:: YOUR INSTRUCTIONS ::
Print, word for word, the part of the passage below on Basil Rajapaksa's resignation that opens with the words containing "He told reporters" and closes with "crisis turned deadly.".

:: PASSAGE ::
***
The brother of Sri Lanka's president and country's former finance minister, Basil Rajapaksa, said on Thursday he had resigned from parliament, the second from the influential family to step aside from government amid a severe economic crisis. I will not be involved in any government activities from today, but I cannot and will not step away from politics, Rajapaksa said.

He told reporters in Colombo, Sri Lanka's commercial capital that the aim is to allow someone else to be appointed to Parliament in my place from the party. President Gotabaya Rajapaksa's elder brother, Mahinda Rajapaksa, resigned as prime minister last month after prolonged protests against the economic crisis turned deadly.

Mahinda is a member of the parliament. The three Rajapaksa siblings have been key players in Sri Lankan politics for decades, but are blamed for mishandling the island's economy by protesters who have taken to the streets in their thousands in recent months.

Infighting between brothers has also played a part in Sri Lanka's slide into turmoil, but Basil Rajapaksa is likely to retain influence, according to a report by Reuters. The country of 22 million people is experiencing its worst economic crisis in seven decades, with shortages of fuel, medicines, and cooking gas because of a lack of foreign exchange.

The new prime minister of Sri Lanka, Ranil Wickremesinghe, is now leading efforts to find a way out of the crisis, with negotiations underway with the International Monetary Fund IMF for a loan program and support from friendly countries, including India and China. Wickremesinghe has only one seat in the parliament, so he is dependent on the ruling Sri Lanka Podujana Peramuna SLPP party that Basil Rajapaksa has helped rebuild into a political force.

BR will continue to be a force in Sri Lankan politics regardless of whether or not an MP, said Bhavani Fonseka, senior researcher at the Colombo think-tank Centre for Policy Analysis, referring to Basil Rajapaksa by his initials. Fonseka said that the question is how much influence or control he has over the SLPP.

SLPP and its coalition partners have a comfortable majority in the 225 seat legislature, and several sources told Reuters that members of the ruling party remain loyal to Basil Rajapaksa. The veteran politician, who served as finance minister between July, 2021 and April this year, denied he had failed to show Sri Lanka's descent into financial turmoil.

After becoming finance minister, I was the one who wrote the first letter to the IMF. He said that it is the work I started that is now being taken forward.
***
:: EXTRACTED INFORMATION ::

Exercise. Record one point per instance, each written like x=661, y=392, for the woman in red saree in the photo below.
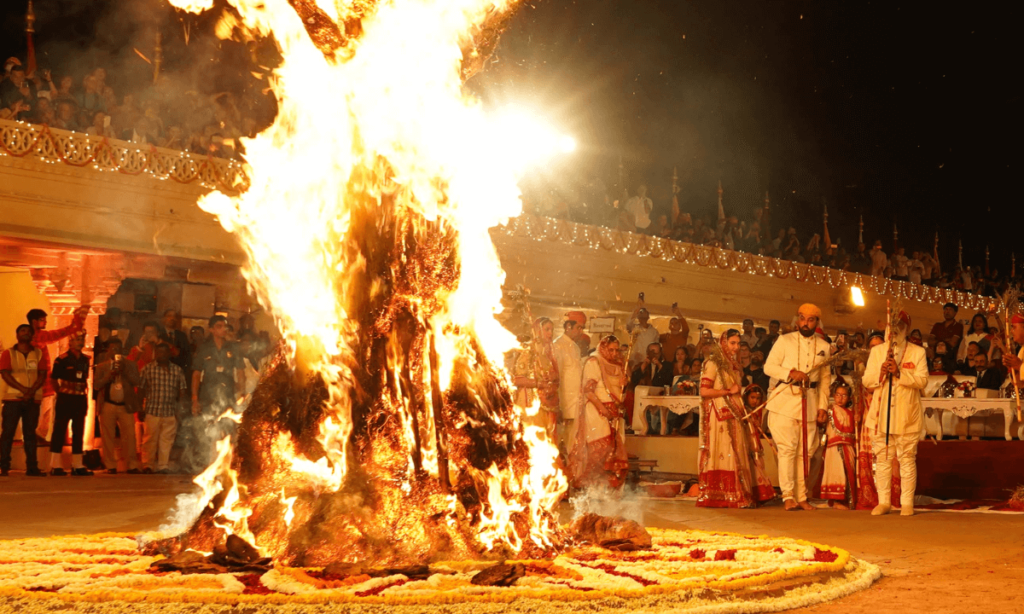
x=537, y=378
x=839, y=480
x=598, y=454
x=731, y=469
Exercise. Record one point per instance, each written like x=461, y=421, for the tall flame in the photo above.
x=379, y=121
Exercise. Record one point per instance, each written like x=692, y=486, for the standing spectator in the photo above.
x=16, y=87
x=24, y=370
x=197, y=337
x=749, y=337
x=45, y=113
x=178, y=341
x=988, y=378
x=900, y=263
x=67, y=116
x=948, y=330
x=640, y=207
x=915, y=268
x=218, y=380
x=568, y=358
x=643, y=334
x=71, y=375
x=66, y=91
x=163, y=389
x=756, y=371
x=654, y=370
x=142, y=354
x=100, y=126
x=42, y=338
x=765, y=345
x=879, y=259
x=978, y=334
x=861, y=261
x=678, y=335
x=116, y=380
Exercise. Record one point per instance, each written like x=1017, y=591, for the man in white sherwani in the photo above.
x=1009, y=360
x=906, y=364
x=794, y=403
x=569, y=362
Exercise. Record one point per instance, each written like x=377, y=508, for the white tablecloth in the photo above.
x=963, y=408
x=653, y=397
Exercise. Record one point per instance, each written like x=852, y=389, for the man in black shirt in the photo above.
x=218, y=381
x=71, y=379
x=654, y=370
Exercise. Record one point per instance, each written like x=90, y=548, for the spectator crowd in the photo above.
x=592, y=204
x=160, y=405
x=160, y=115
x=165, y=116
x=675, y=359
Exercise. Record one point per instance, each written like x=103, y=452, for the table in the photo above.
x=964, y=408
x=650, y=397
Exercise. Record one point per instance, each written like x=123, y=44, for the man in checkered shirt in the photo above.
x=163, y=388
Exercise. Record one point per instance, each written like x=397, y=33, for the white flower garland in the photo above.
x=675, y=574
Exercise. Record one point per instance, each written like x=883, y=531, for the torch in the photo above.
x=1010, y=301
x=892, y=343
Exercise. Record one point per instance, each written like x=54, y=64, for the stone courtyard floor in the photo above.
x=933, y=563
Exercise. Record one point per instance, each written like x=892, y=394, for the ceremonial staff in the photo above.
x=1010, y=302
x=892, y=344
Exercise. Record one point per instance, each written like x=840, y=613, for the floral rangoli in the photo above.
x=685, y=570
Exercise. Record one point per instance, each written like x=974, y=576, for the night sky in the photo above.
x=903, y=113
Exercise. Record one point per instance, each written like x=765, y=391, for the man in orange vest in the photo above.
x=24, y=368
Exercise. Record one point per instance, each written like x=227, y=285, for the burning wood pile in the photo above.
x=383, y=435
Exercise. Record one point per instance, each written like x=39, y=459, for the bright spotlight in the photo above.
x=856, y=296
x=527, y=139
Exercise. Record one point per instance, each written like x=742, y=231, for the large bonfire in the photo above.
x=384, y=432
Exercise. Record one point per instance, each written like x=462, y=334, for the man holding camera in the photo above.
x=24, y=368
x=115, y=382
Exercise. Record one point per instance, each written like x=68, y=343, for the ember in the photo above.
x=383, y=432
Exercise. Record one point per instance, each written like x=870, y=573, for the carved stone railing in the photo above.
x=41, y=142
x=60, y=146
x=597, y=237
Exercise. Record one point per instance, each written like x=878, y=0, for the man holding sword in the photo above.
x=897, y=371
x=801, y=392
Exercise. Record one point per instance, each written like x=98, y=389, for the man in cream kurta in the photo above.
x=569, y=362
x=1017, y=332
x=908, y=367
x=791, y=420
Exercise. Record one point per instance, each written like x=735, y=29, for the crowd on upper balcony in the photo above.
x=164, y=117
x=592, y=204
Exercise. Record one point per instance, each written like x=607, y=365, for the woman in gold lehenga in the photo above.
x=731, y=465
x=537, y=374
x=598, y=454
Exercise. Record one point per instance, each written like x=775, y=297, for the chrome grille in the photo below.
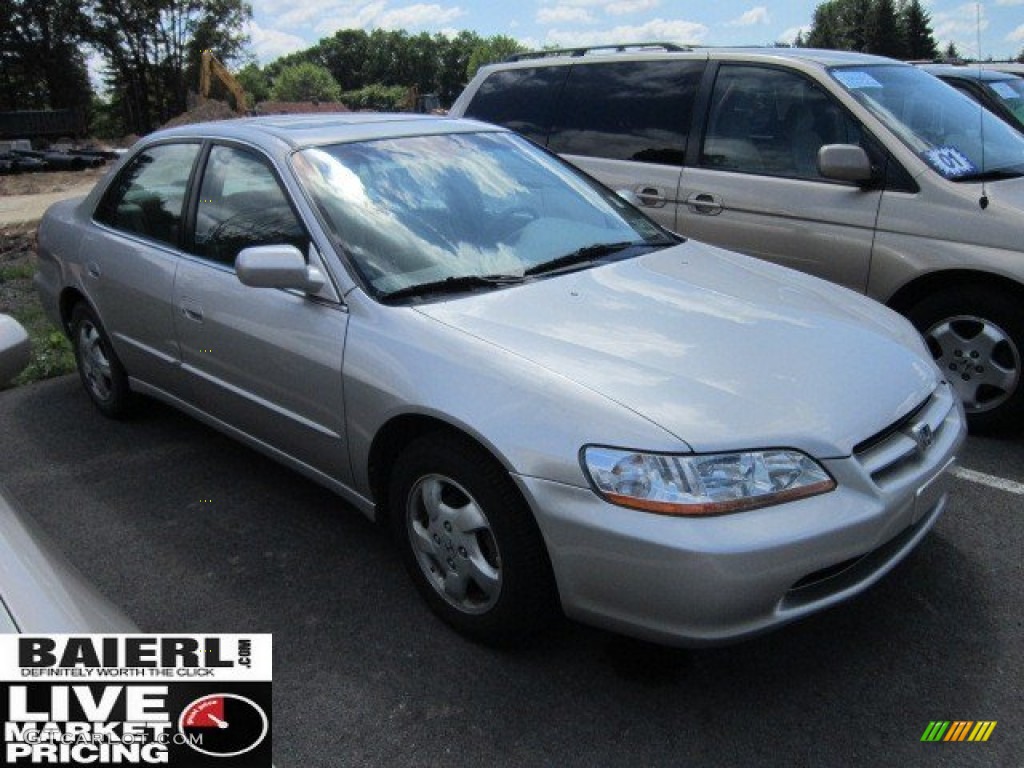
x=908, y=440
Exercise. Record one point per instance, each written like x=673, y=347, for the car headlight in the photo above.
x=709, y=484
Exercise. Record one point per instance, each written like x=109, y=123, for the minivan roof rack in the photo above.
x=583, y=51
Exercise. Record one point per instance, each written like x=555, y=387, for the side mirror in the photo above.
x=276, y=266
x=845, y=163
x=14, y=348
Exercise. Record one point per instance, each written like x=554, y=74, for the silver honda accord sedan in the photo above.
x=553, y=403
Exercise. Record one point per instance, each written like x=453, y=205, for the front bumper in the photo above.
x=706, y=581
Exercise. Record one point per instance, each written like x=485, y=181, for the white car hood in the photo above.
x=722, y=350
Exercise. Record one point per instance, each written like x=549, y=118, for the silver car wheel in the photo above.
x=980, y=358
x=95, y=366
x=454, y=545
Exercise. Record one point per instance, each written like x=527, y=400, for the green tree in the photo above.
x=884, y=34
x=915, y=28
x=41, y=60
x=305, y=82
x=153, y=49
x=493, y=49
x=255, y=82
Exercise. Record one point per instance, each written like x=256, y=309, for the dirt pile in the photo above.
x=206, y=112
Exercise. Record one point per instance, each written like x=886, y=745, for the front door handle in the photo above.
x=651, y=197
x=190, y=309
x=710, y=205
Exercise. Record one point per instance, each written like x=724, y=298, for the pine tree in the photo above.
x=916, y=32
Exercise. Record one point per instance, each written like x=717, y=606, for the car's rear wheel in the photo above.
x=102, y=375
x=469, y=541
x=976, y=336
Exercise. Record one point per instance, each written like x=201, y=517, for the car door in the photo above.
x=753, y=185
x=627, y=124
x=265, y=361
x=130, y=258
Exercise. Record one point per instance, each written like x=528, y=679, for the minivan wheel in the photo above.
x=976, y=336
x=469, y=541
x=102, y=375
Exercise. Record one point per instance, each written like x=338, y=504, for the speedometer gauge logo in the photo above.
x=223, y=725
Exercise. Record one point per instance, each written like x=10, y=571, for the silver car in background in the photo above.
x=550, y=400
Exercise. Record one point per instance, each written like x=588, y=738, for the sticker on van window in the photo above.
x=950, y=162
x=853, y=79
x=1004, y=90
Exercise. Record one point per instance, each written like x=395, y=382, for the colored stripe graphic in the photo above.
x=958, y=730
x=982, y=730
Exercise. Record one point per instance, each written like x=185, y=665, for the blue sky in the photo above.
x=284, y=26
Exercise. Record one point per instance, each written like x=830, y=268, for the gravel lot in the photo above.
x=365, y=676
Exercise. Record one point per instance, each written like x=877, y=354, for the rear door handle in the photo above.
x=190, y=309
x=651, y=197
x=710, y=205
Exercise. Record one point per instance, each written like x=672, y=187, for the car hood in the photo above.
x=720, y=349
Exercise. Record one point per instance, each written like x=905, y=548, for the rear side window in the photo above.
x=772, y=122
x=520, y=99
x=636, y=111
x=147, y=197
x=241, y=204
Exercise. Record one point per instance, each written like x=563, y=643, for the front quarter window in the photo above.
x=952, y=133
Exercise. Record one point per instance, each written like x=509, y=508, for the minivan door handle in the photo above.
x=704, y=203
x=651, y=197
x=190, y=309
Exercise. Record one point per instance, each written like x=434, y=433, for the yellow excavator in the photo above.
x=212, y=68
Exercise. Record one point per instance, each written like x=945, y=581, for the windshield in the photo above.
x=936, y=121
x=448, y=210
x=1011, y=93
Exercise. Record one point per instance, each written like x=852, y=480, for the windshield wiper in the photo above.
x=994, y=175
x=453, y=285
x=585, y=255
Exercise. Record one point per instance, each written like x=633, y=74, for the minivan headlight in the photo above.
x=708, y=484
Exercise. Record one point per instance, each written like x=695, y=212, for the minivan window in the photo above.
x=636, y=111
x=772, y=122
x=520, y=99
x=950, y=132
x=147, y=197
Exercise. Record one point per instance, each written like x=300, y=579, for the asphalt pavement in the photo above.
x=189, y=531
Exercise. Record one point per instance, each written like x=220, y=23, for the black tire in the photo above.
x=976, y=335
x=480, y=564
x=102, y=375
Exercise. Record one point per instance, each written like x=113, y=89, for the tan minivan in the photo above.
x=859, y=169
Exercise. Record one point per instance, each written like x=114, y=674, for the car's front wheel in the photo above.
x=976, y=336
x=101, y=373
x=469, y=542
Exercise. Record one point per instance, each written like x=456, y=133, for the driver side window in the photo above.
x=241, y=204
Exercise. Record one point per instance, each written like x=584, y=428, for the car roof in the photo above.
x=295, y=131
x=966, y=72
x=819, y=56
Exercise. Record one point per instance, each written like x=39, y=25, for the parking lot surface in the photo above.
x=189, y=531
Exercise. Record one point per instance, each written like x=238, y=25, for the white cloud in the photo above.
x=625, y=7
x=268, y=44
x=672, y=31
x=418, y=16
x=563, y=13
x=787, y=36
x=962, y=27
x=751, y=17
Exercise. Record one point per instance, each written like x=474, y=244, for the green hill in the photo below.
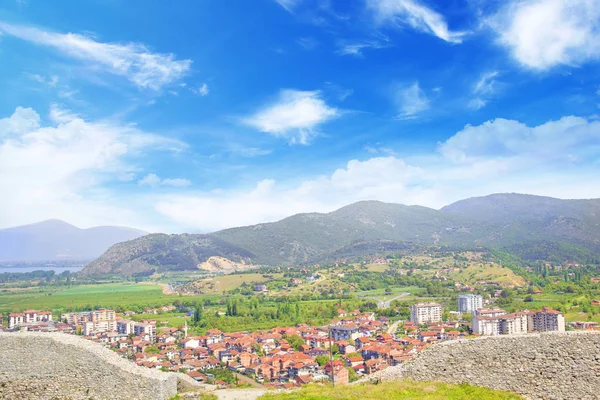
x=530, y=226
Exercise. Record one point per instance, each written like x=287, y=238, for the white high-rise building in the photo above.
x=496, y=322
x=469, y=302
x=547, y=320
x=422, y=313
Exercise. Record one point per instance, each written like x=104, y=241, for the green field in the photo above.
x=84, y=297
x=490, y=273
x=230, y=282
x=404, y=390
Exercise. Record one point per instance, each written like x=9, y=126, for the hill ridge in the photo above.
x=367, y=228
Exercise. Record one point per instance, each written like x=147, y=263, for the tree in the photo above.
x=151, y=350
x=322, y=360
x=335, y=349
x=198, y=314
x=295, y=341
x=352, y=376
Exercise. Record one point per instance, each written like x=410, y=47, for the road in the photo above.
x=250, y=381
x=239, y=394
x=393, y=328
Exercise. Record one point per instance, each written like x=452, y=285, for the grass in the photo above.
x=394, y=391
x=105, y=295
x=490, y=273
x=169, y=319
x=231, y=282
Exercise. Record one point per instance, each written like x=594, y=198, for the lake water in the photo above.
x=58, y=270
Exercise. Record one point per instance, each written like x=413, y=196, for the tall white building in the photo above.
x=495, y=321
x=16, y=320
x=95, y=321
x=143, y=328
x=422, y=313
x=547, y=320
x=469, y=302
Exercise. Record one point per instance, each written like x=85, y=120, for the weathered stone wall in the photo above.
x=44, y=366
x=538, y=366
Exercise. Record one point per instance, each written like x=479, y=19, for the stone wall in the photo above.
x=538, y=366
x=47, y=366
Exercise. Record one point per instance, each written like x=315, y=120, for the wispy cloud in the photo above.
x=411, y=101
x=356, y=48
x=203, y=91
x=154, y=180
x=48, y=81
x=541, y=34
x=415, y=15
x=483, y=90
x=60, y=115
x=295, y=116
x=339, y=92
x=289, y=5
x=307, y=43
x=248, y=152
x=378, y=149
x=61, y=170
x=134, y=61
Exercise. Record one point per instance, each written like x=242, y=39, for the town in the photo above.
x=353, y=345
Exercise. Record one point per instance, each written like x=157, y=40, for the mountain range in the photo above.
x=534, y=227
x=55, y=240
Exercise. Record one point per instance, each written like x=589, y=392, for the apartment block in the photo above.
x=422, y=313
x=95, y=321
x=469, y=303
x=496, y=321
x=547, y=320
x=143, y=328
x=16, y=320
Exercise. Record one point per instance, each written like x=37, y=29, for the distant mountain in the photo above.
x=531, y=226
x=55, y=240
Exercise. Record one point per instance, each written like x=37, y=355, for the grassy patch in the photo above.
x=487, y=272
x=230, y=282
x=394, y=391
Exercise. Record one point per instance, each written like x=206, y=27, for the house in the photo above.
x=260, y=287
x=338, y=371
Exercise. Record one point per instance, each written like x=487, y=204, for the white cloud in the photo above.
x=411, y=101
x=477, y=103
x=23, y=120
x=203, y=89
x=483, y=90
x=60, y=171
x=568, y=139
x=307, y=43
x=541, y=34
x=60, y=115
x=51, y=81
x=295, y=115
x=134, y=61
x=356, y=49
x=154, y=180
x=415, y=15
x=288, y=5
x=485, y=84
x=551, y=159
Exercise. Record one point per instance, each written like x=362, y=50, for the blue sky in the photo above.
x=201, y=115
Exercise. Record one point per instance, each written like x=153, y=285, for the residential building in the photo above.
x=495, y=321
x=469, y=302
x=15, y=320
x=547, y=320
x=422, y=313
x=95, y=321
x=143, y=328
x=342, y=332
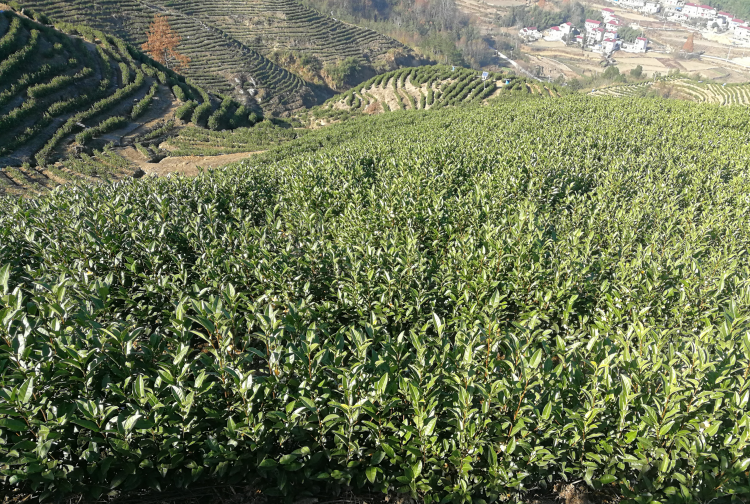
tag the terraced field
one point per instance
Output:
(423, 88)
(227, 41)
(67, 102)
(729, 94)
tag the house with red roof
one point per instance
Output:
(692, 10)
(592, 24)
(530, 33)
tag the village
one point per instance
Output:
(604, 36)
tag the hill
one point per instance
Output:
(461, 305)
(229, 43)
(424, 88)
(683, 88)
(67, 99)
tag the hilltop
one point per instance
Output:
(470, 304)
(425, 88)
(69, 96)
(276, 53)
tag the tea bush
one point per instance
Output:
(459, 305)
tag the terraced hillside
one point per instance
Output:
(228, 40)
(67, 101)
(424, 87)
(729, 94)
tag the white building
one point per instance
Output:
(692, 10)
(553, 34)
(633, 4)
(566, 28)
(592, 24)
(609, 45)
(596, 36)
(640, 45)
(612, 26)
(651, 8)
(673, 4)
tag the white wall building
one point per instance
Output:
(673, 4)
(530, 33)
(553, 34)
(609, 45)
(592, 24)
(692, 10)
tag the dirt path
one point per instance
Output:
(184, 165)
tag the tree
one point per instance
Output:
(162, 44)
(689, 46)
(611, 73)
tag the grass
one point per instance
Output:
(383, 306)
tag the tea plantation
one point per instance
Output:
(423, 88)
(69, 94)
(460, 304)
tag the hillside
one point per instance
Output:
(425, 88)
(471, 304)
(683, 88)
(67, 102)
(229, 41)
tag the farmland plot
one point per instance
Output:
(461, 317)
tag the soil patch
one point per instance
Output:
(181, 165)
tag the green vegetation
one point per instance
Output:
(575, 13)
(677, 86)
(55, 88)
(383, 305)
(424, 87)
(436, 28)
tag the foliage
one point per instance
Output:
(575, 13)
(162, 44)
(458, 317)
(689, 45)
(342, 71)
(628, 34)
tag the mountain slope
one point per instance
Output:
(228, 40)
(423, 88)
(69, 98)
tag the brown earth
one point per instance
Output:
(182, 165)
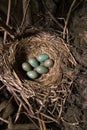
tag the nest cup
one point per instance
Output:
(45, 95)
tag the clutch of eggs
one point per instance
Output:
(37, 66)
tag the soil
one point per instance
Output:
(74, 116)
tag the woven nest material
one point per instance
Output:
(46, 95)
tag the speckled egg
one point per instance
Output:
(32, 74)
(26, 66)
(42, 70)
(48, 63)
(33, 62)
(42, 57)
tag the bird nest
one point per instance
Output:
(46, 95)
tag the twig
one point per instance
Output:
(7, 21)
(7, 29)
(72, 124)
(67, 18)
(25, 12)
(52, 17)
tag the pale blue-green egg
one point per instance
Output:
(41, 70)
(48, 63)
(26, 66)
(42, 57)
(33, 62)
(32, 74)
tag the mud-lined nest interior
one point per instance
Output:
(47, 94)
***
:: RESPONSE TO THE TASK ::
He told reporters in Colombo, Sri Lanka's commercial capital that the aim is to allow someone else to be appointed to Parliament in my place from the party. President Gotabaya Rajapaksa's elder brother, Mahinda Rajapaksa, resigned as prime minister last month after prolonged protests against the economic crisis turned deadly.